WORK TO COMPLETE:
**A.** In the bow string thread below, set down the passage starting with "Send a pm to" and going on through "wtailchaser (Aug 27, 2013)".
**B.** In the bow string thread below, which forum member does alligood729 suggest sending a private message to?

#### DOCUMENT SECTION ####

# Need new strings. Vapor Trail or winners choice? Or other?



## lblanton1 (Aug 27, 2013)

I need new bow strings. I have 1 bow shop telling me vapor trail and I have another telling me winners choice. Obviously they are trying to sale them but I want a more quality string bc price difference is only $20. PLease advise.


----------



## alligood729 (Aug 27, 2013)

lblanton1 said:


> I need new bow strings. I have 1 bow shop telling me vapor trail and I have another telling me winners choice. Obviously they are trying to sale them but I want a more quality string bc price difference is only $20. PLease advise.



Send a pm to Tracker1 on here......Vapor Trail would be my choice between the two, but give Scott a shout, see what he has to say....


----------



## wtailchaser (Aug 27, 2013)

Vaportrail.  Great strings.  Fast and affordable.

#### DATA SECTION ####

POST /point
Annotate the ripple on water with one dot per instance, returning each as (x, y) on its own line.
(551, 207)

####

SOLUTIONS TO EACH TASK:
**A.**
Send a pm to Tracker1 on here......Vapor Trail would be my choice between the two, but give Scott a shout, see what he has to say....


----------



## wtailchaser (Aug 27, 2013)

**B.** Tracker1